§ **指示 1**
以下の一覧から、文字列「white」を含む行をすべて抜き出してください。

§ **抜粋文**
────────────────────────────────────────

説明

光ディスク再生装置及び光ディスク再生方法

【課題】簡素な方法でループゲイン調整時間を短縮することにより装置の起動時間を短縮することができる光ディスク再生装置を提供する。
【解決手段】本発明に係る光ディスク再生装置は、第1の光ディスク及びこのディスクよりも後に挿入される第2の光ディスクから第1、第2の誤差信号を生成する誤差信号生成部と、第1の誤差信号の振幅を調整する振幅調整部と、第1の光ディスクに対しては、振幅調整後の第1の誤差信号に基づいてループゲインの調整を行ってサーボ処理を行うサーボ処理部と、第1の誤差信号の振幅値と調整した第1のループゲインを記憶する記憶部とを備え、サーボ処理部は、第2の誤差信号と振幅値とから得られる補正値によって第1のループゲインを補正して第2のループゲインを算出し、算出した第2のループゲインを用いて第2の光ディスクに対してサーボ処理を行う、ことを特徴とする。

────────────────────────────────────────

§ **指示 2**
上の光ディスク再生装置に関する文章について、「光ディスク再生装置及び光ディスク再生方法」から「理を行う、ことを特徴とする。」までの部分を一字も変えずにそのまま繰り返すこと。

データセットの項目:

────────────────────────────────────────

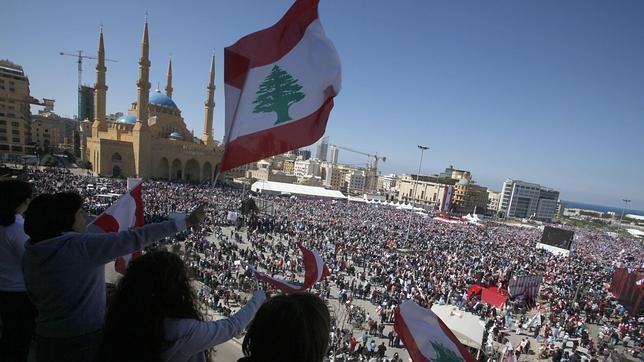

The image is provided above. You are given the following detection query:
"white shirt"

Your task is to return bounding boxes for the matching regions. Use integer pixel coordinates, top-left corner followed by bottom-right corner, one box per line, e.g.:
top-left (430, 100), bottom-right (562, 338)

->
top-left (0, 214), bottom-right (29, 292)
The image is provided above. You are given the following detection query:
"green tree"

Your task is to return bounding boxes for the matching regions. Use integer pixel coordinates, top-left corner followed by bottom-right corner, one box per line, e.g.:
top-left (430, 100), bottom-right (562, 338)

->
top-left (253, 65), bottom-right (305, 124)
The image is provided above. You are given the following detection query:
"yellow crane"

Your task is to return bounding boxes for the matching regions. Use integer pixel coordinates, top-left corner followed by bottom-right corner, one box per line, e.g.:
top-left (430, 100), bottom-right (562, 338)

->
top-left (59, 50), bottom-right (116, 92)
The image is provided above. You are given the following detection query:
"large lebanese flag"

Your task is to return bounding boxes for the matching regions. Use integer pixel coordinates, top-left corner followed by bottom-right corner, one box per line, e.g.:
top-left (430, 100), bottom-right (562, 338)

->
top-left (220, 0), bottom-right (341, 172)
top-left (90, 180), bottom-right (145, 274)
top-left (394, 300), bottom-right (475, 362)
top-left (251, 243), bottom-right (331, 294)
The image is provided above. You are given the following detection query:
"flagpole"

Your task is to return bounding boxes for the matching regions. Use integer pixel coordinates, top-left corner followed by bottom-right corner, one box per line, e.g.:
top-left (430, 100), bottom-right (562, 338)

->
top-left (213, 49), bottom-right (250, 187)
top-left (405, 145), bottom-right (429, 247)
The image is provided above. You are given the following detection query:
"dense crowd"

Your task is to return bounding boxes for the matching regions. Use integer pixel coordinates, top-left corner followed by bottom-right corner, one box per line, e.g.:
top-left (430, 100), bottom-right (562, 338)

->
top-left (7, 169), bottom-right (644, 361)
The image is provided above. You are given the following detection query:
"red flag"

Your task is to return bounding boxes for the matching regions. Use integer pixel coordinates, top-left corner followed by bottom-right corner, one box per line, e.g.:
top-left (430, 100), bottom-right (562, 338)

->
top-left (220, 0), bottom-right (341, 172)
top-left (91, 181), bottom-right (145, 274)
top-left (394, 300), bottom-right (475, 362)
top-left (253, 243), bottom-right (331, 293)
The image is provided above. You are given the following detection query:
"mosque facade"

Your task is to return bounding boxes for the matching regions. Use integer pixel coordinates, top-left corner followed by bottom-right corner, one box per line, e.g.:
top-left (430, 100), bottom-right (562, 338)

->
top-left (80, 20), bottom-right (223, 182)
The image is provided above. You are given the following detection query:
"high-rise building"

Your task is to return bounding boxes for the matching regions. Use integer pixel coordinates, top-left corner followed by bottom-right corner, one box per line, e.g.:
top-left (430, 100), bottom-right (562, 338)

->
top-left (315, 137), bottom-right (329, 161)
top-left (293, 159), bottom-right (320, 177)
top-left (330, 146), bottom-right (340, 163)
top-left (78, 85), bottom-right (94, 121)
top-left (0, 60), bottom-right (38, 155)
top-left (487, 190), bottom-right (501, 215)
top-left (499, 179), bottom-right (559, 221)
top-left (452, 177), bottom-right (488, 214)
top-left (344, 171), bottom-right (366, 194)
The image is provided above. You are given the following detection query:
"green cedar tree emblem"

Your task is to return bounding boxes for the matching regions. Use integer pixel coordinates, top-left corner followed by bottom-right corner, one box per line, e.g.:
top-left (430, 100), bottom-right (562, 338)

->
top-left (253, 65), bottom-right (305, 124)
top-left (431, 342), bottom-right (463, 362)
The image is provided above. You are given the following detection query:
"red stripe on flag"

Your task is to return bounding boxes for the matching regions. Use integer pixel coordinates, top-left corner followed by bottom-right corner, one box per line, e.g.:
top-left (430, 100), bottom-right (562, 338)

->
top-left (224, 0), bottom-right (319, 89)
top-left (224, 48), bottom-right (250, 89)
top-left (130, 182), bottom-right (145, 227)
top-left (220, 98), bottom-right (333, 172)
top-left (436, 316), bottom-right (476, 362)
top-left (94, 213), bottom-right (119, 233)
top-left (394, 306), bottom-right (429, 362)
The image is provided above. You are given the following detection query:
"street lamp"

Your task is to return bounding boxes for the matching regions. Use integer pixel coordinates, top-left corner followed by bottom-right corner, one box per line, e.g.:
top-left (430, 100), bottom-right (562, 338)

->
top-left (619, 199), bottom-right (631, 226)
top-left (405, 145), bottom-right (429, 245)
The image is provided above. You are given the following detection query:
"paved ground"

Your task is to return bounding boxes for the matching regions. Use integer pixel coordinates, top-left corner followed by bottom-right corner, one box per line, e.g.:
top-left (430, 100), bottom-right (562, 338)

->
top-left (106, 228), bottom-right (635, 362)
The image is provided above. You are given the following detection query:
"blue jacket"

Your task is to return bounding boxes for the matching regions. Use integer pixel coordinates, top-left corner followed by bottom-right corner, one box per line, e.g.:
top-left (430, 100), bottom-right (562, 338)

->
top-left (22, 220), bottom-right (186, 338)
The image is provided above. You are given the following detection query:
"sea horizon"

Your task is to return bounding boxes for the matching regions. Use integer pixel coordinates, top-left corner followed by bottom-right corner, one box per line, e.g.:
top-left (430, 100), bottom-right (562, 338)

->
top-left (562, 200), bottom-right (644, 216)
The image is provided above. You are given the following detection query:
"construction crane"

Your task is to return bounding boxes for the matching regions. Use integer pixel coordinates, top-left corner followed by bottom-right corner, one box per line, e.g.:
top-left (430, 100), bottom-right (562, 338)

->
top-left (59, 50), bottom-right (116, 92)
top-left (329, 144), bottom-right (387, 174)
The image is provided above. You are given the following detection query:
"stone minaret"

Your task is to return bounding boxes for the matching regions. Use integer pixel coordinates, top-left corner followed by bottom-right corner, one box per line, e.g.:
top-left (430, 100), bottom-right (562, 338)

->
top-left (201, 54), bottom-right (215, 146)
top-left (92, 28), bottom-right (107, 136)
top-left (132, 17), bottom-right (152, 178)
top-left (165, 57), bottom-right (172, 98)
top-left (136, 17), bottom-right (150, 126)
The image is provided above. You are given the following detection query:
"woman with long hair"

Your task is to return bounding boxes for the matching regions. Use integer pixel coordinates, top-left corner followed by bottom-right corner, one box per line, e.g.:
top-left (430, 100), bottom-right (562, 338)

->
top-left (238, 293), bottom-right (331, 362)
top-left (99, 251), bottom-right (266, 362)
top-left (23, 193), bottom-right (205, 362)
top-left (0, 180), bottom-right (36, 361)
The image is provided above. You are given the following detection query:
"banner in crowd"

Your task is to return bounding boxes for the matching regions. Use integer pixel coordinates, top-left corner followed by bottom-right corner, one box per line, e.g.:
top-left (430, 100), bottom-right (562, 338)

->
top-left (394, 300), bottom-right (475, 362)
top-left (608, 268), bottom-right (644, 315)
top-left (467, 284), bottom-right (508, 308)
top-left (481, 287), bottom-right (508, 308)
top-left (251, 243), bottom-right (331, 293)
top-left (90, 179), bottom-right (145, 274)
top-left (221, 0), bottom-right (341, 172)
top-left (508, 275), bottom-right (543, 309)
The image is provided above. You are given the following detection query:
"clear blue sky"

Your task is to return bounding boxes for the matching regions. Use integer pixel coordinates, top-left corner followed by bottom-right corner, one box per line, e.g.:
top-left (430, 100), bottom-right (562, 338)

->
top-left (0, 0), bottom-right (644, 210)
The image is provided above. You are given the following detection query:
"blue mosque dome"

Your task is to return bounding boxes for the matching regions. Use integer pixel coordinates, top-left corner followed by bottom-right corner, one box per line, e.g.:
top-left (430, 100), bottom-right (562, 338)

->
top-left (150, 89), bottom-right (179, 109)
top-left (116, 114), bottom-right (136, 124)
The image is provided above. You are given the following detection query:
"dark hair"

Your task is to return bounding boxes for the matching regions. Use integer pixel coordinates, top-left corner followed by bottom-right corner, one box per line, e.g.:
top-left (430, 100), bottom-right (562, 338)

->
top-left (99, 251), bottom-right (203, 362)
top-left (239, 293), bottom-right (331, 362)
top-left (0, 180), bottom-right (32, 226)
top-left (25, 192), bottom-right (83, 243)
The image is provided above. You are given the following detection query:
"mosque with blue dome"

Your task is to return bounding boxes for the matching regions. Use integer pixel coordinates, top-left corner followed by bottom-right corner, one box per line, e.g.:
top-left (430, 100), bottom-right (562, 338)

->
top-left (80, 19), bottom-right (223, 182)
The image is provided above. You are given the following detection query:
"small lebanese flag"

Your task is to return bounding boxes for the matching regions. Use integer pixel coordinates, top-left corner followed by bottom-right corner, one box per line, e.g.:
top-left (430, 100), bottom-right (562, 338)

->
top-left (220, 0), bottom-right (341, 172)
top-left (91, 179), bottom-right (145, 274)
top-left (394, 300), bottom-right (475, 362)
top-left (251, 243), bottom-right (331, 294)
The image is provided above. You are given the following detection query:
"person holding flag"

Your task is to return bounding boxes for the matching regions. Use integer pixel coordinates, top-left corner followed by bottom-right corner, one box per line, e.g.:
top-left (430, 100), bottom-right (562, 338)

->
top-left (23, 192), bottom-right (205, 362)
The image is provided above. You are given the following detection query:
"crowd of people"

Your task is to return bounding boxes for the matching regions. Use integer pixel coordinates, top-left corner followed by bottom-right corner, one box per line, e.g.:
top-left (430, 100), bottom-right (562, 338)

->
top-left (1, 165), bottom-right (644, 361)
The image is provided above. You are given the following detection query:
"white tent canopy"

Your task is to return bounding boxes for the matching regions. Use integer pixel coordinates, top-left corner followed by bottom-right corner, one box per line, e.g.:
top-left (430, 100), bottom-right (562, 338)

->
top-left (250, 181), bottom-right (347, 199)
top-left (432, 304), bottom-right (485, 349)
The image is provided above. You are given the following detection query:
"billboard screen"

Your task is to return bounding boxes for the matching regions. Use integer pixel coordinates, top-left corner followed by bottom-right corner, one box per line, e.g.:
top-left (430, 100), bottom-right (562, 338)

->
top-left (541, 226), bottom-right (575, 250)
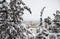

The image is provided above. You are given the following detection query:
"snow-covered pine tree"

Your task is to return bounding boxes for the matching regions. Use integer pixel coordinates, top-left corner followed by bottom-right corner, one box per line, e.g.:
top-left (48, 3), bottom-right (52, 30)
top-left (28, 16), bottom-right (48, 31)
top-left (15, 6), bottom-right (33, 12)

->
top-left (0, 0), bottom-right (31, 39)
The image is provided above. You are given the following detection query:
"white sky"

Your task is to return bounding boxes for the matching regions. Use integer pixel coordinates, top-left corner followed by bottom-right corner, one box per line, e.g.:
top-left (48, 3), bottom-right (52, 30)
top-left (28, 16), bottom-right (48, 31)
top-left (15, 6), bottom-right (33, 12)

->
top-left (7, 0), bottom-right (60, 21)
top-left (23, 0), bottom-right (60, 21)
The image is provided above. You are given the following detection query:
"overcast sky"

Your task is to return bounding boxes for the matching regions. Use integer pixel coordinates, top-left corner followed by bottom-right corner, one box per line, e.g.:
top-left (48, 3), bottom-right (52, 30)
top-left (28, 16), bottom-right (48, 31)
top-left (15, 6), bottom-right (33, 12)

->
top-left (23, 0), bottom-right (60, 21)
top-left (7, 0), bottom-right (60, 21)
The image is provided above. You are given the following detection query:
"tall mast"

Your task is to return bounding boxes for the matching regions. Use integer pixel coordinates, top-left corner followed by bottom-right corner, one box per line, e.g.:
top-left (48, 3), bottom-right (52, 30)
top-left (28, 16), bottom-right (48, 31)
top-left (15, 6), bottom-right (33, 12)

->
top-left (40, 7), bottom-right (46, 26)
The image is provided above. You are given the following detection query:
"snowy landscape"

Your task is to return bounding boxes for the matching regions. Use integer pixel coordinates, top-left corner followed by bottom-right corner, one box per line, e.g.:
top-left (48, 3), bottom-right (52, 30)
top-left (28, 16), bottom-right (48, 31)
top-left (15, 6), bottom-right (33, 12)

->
top-left (0, 0), bottom-right (60, 39)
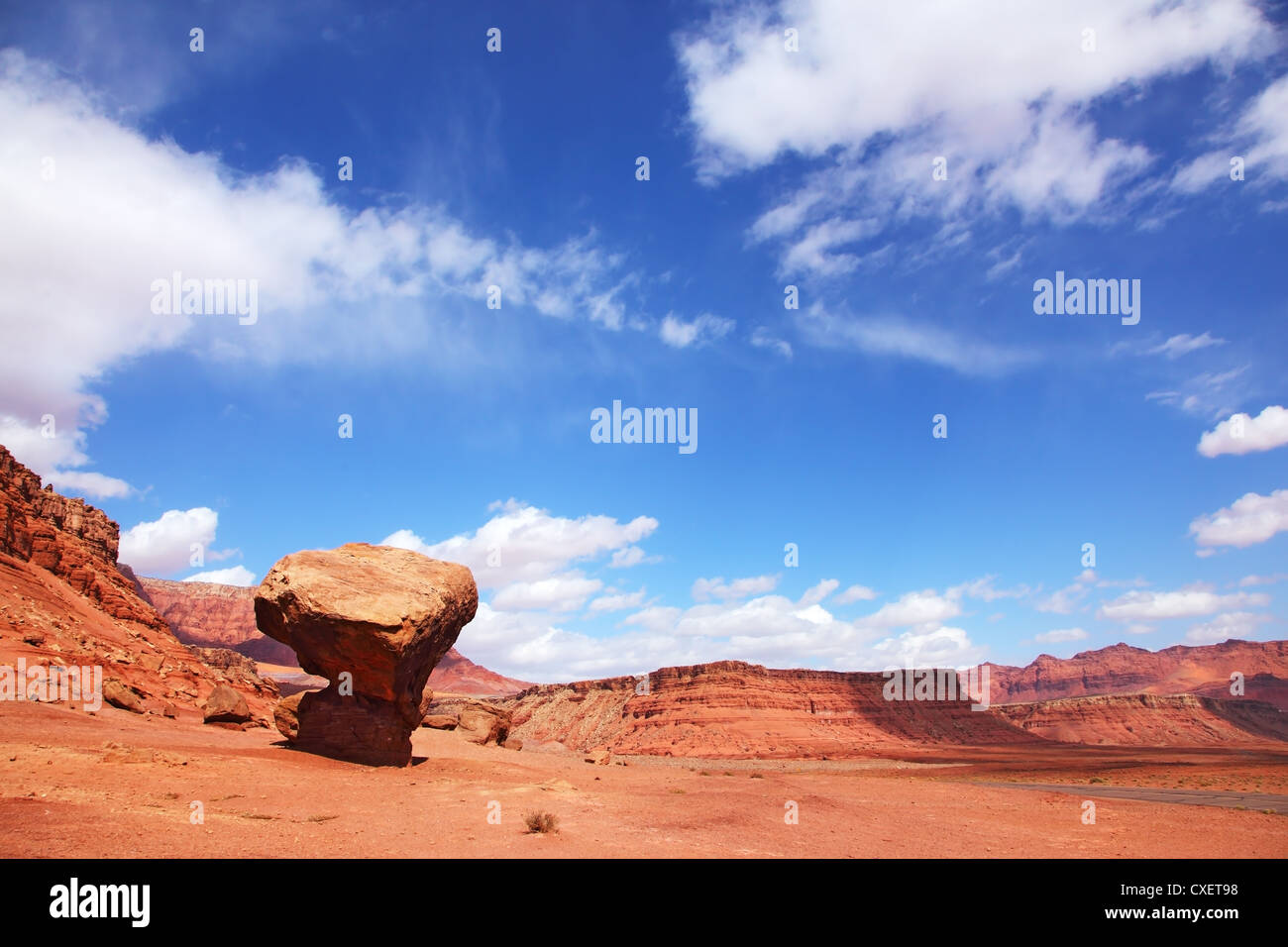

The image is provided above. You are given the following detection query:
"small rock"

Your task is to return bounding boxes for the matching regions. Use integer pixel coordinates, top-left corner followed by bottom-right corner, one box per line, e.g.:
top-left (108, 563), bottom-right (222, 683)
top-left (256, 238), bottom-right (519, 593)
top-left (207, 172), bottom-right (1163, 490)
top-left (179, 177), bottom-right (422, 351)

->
top-left (103, 678), bottom-right (143, 714)
top-left (205, 684), bottom-right (250, 723)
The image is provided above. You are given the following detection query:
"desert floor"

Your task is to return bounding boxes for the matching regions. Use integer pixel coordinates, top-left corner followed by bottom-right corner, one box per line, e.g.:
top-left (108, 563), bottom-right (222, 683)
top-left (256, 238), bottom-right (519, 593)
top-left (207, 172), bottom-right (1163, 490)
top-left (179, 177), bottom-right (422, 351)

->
top-left (0, 703), bottom-right (1288, 858)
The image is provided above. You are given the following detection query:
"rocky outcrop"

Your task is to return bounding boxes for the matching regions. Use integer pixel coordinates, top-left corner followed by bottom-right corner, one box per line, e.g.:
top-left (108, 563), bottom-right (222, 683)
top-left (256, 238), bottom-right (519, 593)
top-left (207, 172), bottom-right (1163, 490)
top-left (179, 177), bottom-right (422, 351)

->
top-left (0, 447), bottom-right (167, 629)
top-left (421, 697), bottom-right (514, 746)
top-left (0, 447), bottom-right (275, 723)
top-left (138, 576), bottom-right (295, 666)
top-left (429, 648), bottom-right (532, 697)
top-left (273, 690), bottom-right (306, 740)
top-left (989, 639), bottom-right (1288, 710)
top-left (255, 543), bottom-right (478, 766)
top-left (506, 661), bottom-right (1033, 759)
top-left (992, 693), bottom-right (1288, 746)
top-left (136, 570), bottom-right (532, 697)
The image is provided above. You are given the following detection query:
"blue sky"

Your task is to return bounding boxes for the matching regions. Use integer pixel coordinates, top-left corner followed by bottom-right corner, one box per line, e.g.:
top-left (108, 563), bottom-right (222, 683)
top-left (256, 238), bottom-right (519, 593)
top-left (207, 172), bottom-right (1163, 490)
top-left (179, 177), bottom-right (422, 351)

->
top-left (0, 0), bottom-right (1288, 681)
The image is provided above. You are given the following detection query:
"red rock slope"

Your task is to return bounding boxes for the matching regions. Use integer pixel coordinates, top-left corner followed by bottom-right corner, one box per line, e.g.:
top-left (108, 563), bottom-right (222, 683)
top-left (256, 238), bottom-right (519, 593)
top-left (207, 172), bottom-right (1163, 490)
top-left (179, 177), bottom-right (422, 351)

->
top-left (138, 576), bottom-right (296, 668)
top-left (507, 661), bottom-right (1035, 759)
top-left (995, 693), bottom-right (1288, 746)
top-left (989, 639), bottom-right (1288, 710)
top-left (138, 576), bottom-right (532, 697)
top-left (0, 447), bottom-right (275, 721)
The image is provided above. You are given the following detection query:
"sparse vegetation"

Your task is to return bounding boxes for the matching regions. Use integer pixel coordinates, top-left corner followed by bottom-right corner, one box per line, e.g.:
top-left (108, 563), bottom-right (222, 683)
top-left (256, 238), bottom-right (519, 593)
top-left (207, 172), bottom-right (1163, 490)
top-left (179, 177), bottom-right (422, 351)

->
top-left (523, 811), bottom-right (559, 835)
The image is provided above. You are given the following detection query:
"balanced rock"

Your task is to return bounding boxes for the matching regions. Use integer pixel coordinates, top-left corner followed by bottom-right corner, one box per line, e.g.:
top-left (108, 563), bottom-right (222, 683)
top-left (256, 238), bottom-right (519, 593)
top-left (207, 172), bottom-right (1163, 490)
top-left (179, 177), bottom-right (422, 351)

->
top-left (255, 543), bottom-right (478, 766)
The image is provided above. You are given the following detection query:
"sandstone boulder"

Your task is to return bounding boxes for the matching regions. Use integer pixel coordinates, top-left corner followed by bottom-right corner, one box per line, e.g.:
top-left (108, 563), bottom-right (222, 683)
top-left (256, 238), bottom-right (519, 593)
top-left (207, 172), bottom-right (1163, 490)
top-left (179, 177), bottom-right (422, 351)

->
top-left (255, 543), bottom-right (478, 766)
top-left (103, 678), bottom-right (143, 714)
top-left (424, 697), bottom-right (514, 746)
top-left (205, 684), bottom-right (250, 723)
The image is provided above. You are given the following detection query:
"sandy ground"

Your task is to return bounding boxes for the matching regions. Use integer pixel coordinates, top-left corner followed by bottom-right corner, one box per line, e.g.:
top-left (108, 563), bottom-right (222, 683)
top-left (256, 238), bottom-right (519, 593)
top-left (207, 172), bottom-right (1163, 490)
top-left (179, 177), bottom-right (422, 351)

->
top-left (0, 703), bottom-right (1288, 858)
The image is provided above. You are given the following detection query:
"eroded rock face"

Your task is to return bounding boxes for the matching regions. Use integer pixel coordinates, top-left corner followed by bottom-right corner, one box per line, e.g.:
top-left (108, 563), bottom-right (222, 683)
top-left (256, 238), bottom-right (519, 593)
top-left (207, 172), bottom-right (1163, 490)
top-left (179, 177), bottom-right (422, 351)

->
top-left (0, 446), bottom-right (277, 724)
top-left (137, 576), bottom-right (295, 665)
top-left (505, 661), bottom-right (1034, 759)
top-left (255, 543), bottom-right (478, 766)
top-left (991, 639), bottom-right (1288, 710)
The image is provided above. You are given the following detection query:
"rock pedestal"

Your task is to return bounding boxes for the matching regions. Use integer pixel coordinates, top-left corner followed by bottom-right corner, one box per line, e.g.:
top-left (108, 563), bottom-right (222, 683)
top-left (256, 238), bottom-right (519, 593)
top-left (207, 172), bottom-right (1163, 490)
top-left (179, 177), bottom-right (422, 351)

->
top-left (255, 543), bottom-right (478, 766)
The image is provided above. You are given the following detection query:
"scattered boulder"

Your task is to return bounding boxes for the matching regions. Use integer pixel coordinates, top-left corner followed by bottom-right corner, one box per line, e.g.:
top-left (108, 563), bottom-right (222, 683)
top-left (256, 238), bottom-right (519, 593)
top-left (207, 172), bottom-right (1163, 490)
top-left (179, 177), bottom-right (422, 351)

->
top-left (255, 543), bottom-right (478, 766)
top-left (422, 697), bottom-right (514, 746)
top-left (103, 678), bottom-right (143, 714)
top-left (458, 701), bottom-right (510, 746)
top-left (205, 684), bottom-right (250, 724)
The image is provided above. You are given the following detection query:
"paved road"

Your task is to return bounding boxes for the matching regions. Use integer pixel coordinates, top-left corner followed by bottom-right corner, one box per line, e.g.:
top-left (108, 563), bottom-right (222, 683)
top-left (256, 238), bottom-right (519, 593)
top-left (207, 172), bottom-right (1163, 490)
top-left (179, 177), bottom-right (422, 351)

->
top-left (979, 783), bottom-right (1288, 815)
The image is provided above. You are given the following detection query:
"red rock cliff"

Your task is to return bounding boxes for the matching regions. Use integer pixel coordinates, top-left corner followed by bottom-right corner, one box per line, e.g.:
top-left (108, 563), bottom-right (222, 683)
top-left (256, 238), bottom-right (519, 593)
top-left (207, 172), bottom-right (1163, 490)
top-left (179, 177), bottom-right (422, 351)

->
top-left (989, 639), bottom-right (1288, 708)
top-left (509, 661), bottom-right (1033, 759)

────────────────────────────────────────

§ **正解 1**
"white shirt"
"white tent canopy"
"white sky"

§ **正解 2**
光ディスク再生装置及び光ディスク再生方法

【課題】簡素な方法でループゲイン調整時間を短縮することにより装置の起動時間を短縮することができる光ディスク再生装置を提供する。
【解決手段】本発明に係る光ディスク再生装置は、第1の光ディスク及びこのディスクよりも後に挿入される第2の光ディスクから第1、第2の誤差信号を生成する誤差信号生成部と、第1の誤差信号の振幅を調整する振幅調整部と、第1の光ディスクに対しては、振幅調整後の第1の誤差信号に基づいてループゲインの調整を行ってサーボ処理を行うサーボ処理部と、第1の誤差信号の振幅値と調整した第1のループゲインを記憶する記憶部とを備え、サーボ処理部は、第2の誤差信号と振幅値とから得られる補正値によって第1のループゲインを補正して第2のループゲインを算出し、算出した第2のループゲインを用いて第2の光ディスクに対してサーボ処理を行う、ことを特徴とする。